_Request:_
Convert every line of the records below into a JSON list of strings, one string per line, skipping blank lines. Leave the pictures out of the list.

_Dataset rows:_
════════════════
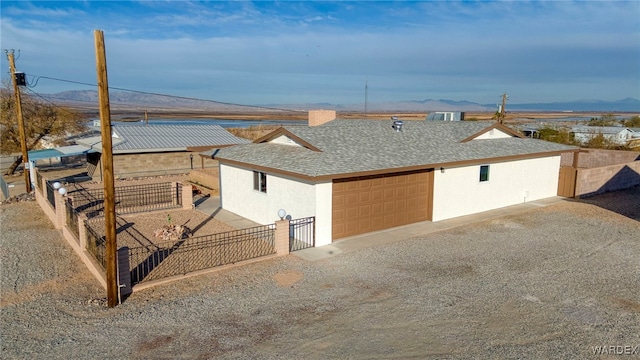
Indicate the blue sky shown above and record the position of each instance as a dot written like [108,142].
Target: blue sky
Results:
[286,52]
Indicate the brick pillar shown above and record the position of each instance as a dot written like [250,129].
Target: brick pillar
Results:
[187,196]
[282,237]
[82,230]
[61,210]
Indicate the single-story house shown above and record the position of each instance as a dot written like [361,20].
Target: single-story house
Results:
[445,116]
[617,134]
[149,150]
[359,176]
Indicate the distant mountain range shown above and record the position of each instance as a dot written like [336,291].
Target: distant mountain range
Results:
[127,100]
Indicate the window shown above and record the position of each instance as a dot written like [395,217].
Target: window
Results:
════════════════
_Response:_
[
  "Indicate the blue sky shown above and record the position of each instance as a dot written like [108,142].",
  "Target: blue sky",
  "Results:",
  "[286,52]",
  "Indicate the brick pillar shown above and record the position of each instance as a dot written like [250,129].",
  "Target: brick pillar",
  "Results:",
  "[187,196]",
  "[282,237]",
  "[82,230]",
  "[61,210]",
  "Indicate the single-story house shown above and record the position of each instance as a dot written like [361,20].",
  "Target: single-story house",
  "Results:",
  "[445,116]",
  "[617,134]",
  "[149,150]",
  "[359,176]",
  "Indicate the distant mountain range shown above and record the position of each instance as a dot written like [336,291].",
  "Target: distant mountain range",
  "Results:",
  "[127,100]",
  "Indicate the window shown above and record the position of each instance as a dot written like [395,217].",
  "Target: window",
  "Results:"
]